Tâches à réaliser:
1. Répondez aux questions suivantes à partir du texte sur les cypherpunks.
(a) Qui a créé le logiciel de chiffrement PGP ?
(b) En quelle année Bill Clinton a-t-il assoupli la loi sur les produits cryptographiques ?
(c) Comment appelle-t-on les ordinateurs qui effectuent le calcul cryptographique garantissant la sécurité de la blockchain ?
2. Poursuivez le texte sur les cypherpunks et le Bitcoin à partir de sa dernière phrase.

Section de texte:
Judith Milhon déclare alors « Vous êtes tous des crypto-anarchistes – ce que j’appellerai des cypherpunks ». Cet acte de naissance aux allures de société secrète rapproche les cypherpunks du cyberpunk, un genre de science-fiction dystopique qui explore les potentialités fictionnelles des nouvelles technologies et de l’informatique. Alors que le cyberpunk décrit une société décadente, les cypherpunks pensent au contraire que la technologie, en particulier internet et la cryptographie, peuvent être des facteurs d’émancipation. Cet utopisme est fortement inspiré par l’économiste libéral Friedrich Hayek et son idée d’un ordre spontané qui pourrait émerger d’un marché non contrôlé par l’État.
Le mouvement Cypherpunk a très vite des démêlés avec la justice américaine dans l’affaire du PGP, un logiciel libre de chiffrement créé par Phil Zimmermann qui s’est diffusé à travers le monde. En effet, les lois américaines considèrent les produits cryptographiques comme des munitions et il est donc impossible de les exporter sans autorisation. En 1996 Bill Clinton assouplit heureusement la loi sur les produits cryptographiques et cette première bataille s’achève rapidement. Cependant, la création du site WikiLeaks par Julian Assange en 2006 scellera le divorce définitif entre les Cypherpunks et les autorités américaines. En créant une plateforme pour les lanceurs d’alerte, Julian Assange met en application les principes d’un internet libéré du contrôle des gouvernements. Mais depuis la publication de documents américains datant des guerres en Afghanistan et en Irak, il est accusé d’espionnage par les États-Unis et pourrait être condamné à 175 ans de prison. Il est pour l’instant incarcéré en Angleterre et peut être extradé d’un moment à l’autre aux États-Unis.
Hal Finney, autre figure du mouvement Cypherpunk morte en 2014, s’intéresse au lancement du Bitcoin, et Satoshi Nakamoto lui envoie la première transaction Bitcoin en janvier 2009. Atteint de sclérose en plaque, il a continué à travailler sur le Bitcoin jusqu’à la fin de sa vie. Il a publié le 19 mars 2013 sur le forum Bitcoin Talk le post « Bitcoin and Me2 » dans lequel il raconte son histoire et son rapport au Bitcoin. Depuis sa mort en 2014, certains considèrent qu’il pourrait être Satoshi Nakamoto (un pseudonyme) lui-même.
Bitcoin, Ethereum et contrat intelligent
Il n’est pas anodin que Satoshi Nakamoto publie le livre blanc du Bitcoin en 2008 sur un forum Cypherpunk car, en réalité, l’architecture de ce réseau et sa sécurité sont l’héritier du travail des personnalités les plus influentes de ce mouvement. Qu’est-ce que le Bitcoin ? Avant d’être une monnaie numérique, il s’agit d’un programme informatique appelé blockchain3. Une blockchain est un registre comptable numérique dont l’authenticité est garantie par un réseau d’ordinateurs. Grâce à un calcul cryptographique, ces ordinateurs ajoutent continuellement de nouveaux blocs à cette chaîne pour enregistrer chaque nouvel état de ce livre de compte. Pour garantir la sécurité de la blockchain, c’est-à-dire garantir la validité de ce livre comptable, ces ordinateurs appelés « mineurs » effectuent un calcul cryptographique complexe. En récompense, ces mineurs reçoivent la monnaie de cette blockchain : le Bitcoin.

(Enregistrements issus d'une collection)
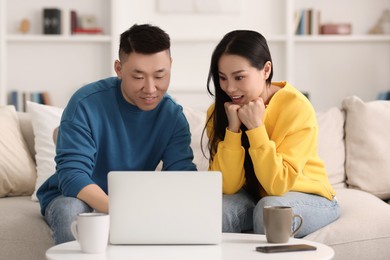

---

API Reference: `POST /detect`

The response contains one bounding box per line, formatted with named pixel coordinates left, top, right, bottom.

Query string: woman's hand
left=224, top=102, right=241, bottom=133
left=238, top=97, right=265, bottom=130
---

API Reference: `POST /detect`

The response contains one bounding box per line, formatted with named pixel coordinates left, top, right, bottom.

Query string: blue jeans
left=45, top=196, right=93, bottom=245
left=222, top=190, right=340, bottom=237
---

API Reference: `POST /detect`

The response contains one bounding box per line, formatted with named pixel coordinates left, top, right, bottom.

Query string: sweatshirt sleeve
left=246, top=95, right=318, bottom=195
left=55, top=105, right=96, bottom=197
left=207, top=105, right=245, bottom=194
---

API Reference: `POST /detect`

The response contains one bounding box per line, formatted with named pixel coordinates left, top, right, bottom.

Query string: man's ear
left=114, top=60, right=122, bottom=79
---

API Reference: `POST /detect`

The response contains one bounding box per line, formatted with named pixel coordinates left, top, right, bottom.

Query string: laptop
left=108, top=171, right=222, bottom=245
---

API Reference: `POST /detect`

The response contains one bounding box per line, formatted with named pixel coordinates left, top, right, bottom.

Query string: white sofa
left=0, top=97, right=390, bottom=260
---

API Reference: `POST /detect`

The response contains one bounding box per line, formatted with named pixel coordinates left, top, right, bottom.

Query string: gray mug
left=263, top=206, right=303, bottom=243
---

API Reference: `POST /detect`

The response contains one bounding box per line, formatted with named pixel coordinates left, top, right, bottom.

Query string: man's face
left=114, top=50, right=172, bottom=111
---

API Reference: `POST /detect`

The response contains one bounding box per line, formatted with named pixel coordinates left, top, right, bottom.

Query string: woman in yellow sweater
left=206, top=30, right=340, bottom=237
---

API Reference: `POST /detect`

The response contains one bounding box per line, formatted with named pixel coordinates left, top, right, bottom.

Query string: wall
left=112, top=0, right=285, bottom=109
left=112, top=0, right=390, bottom=110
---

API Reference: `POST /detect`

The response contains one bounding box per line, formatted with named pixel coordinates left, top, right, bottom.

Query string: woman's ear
left=114, top=60, right=122, bottom=79
left=264, top=61, right=272, bottom=79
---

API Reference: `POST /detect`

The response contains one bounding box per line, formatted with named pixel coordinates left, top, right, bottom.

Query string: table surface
left=46, top=233, right=334, bottom=260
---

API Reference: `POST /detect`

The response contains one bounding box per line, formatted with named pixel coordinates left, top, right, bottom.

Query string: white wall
left=112, top=0, right=390, bottom=110
left=112, top=0, right=285, bottom=109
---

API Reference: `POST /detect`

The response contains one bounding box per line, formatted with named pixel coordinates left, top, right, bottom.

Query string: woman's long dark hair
left=202, top=30, right=273, bottom=200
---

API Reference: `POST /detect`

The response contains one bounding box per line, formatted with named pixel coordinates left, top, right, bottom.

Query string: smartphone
left=256, top=244, right=317, bottom=253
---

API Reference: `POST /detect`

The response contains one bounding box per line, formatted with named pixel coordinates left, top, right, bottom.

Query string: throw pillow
left=0, top=106, right=36, bottom=197
left=317, top=107, right=345, bottom=188
left=183, top=107, right=209, bottom=171
left=27, top=101, right=63, bottom=201
left=342, top=96, right=390, bottom=199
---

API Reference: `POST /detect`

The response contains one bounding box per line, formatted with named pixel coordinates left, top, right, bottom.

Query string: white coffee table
left=46, top=233, right=334, bottom=260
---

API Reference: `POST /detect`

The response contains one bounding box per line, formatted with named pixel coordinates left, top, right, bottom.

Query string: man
left=37, top=24, right=196, bottom=244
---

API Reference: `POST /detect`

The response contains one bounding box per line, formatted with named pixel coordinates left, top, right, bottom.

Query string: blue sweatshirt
left=37, top=77, right=196, bottom=215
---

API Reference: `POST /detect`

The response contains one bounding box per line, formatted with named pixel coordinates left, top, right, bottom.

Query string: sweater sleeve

Réponses par tâche:
1.
(a) Phil Zimmermann.
(b) En 1996.
(c) On les appelle « mineurs ».

2.
La force subversive du Bitcoin repose sur trois éléments : le fonctionnement et la sécurité du réseau Bitcoin ne dépendent que d’un réseau d’ordinateurs anonymes, les utilisateurs ont leur vie privée protégée puisque seule l’adresse de leur compte est visible sur le réseau, et le nombre d’unités possible est limité à 21 millions. Il y a néanmoins une inflation puisque les Bitcoins sont créés peu à peu en récompense du minage mais il n’y aura jamais plus de 21 millions de Bitcoin, le dernier devant être créé en 2140. Puisqu’il y a actuellement plus de 19 millions de Bitcoin, l’inflation est en réalité dérisoire. C’est pour cette raison qu’on a vu dans cette monnaie une réponse à la crise monétaire de 2008. Depuis, le Bitcoin a peu à peu acquis le statut « d’or numérique » grâce à sa rareté.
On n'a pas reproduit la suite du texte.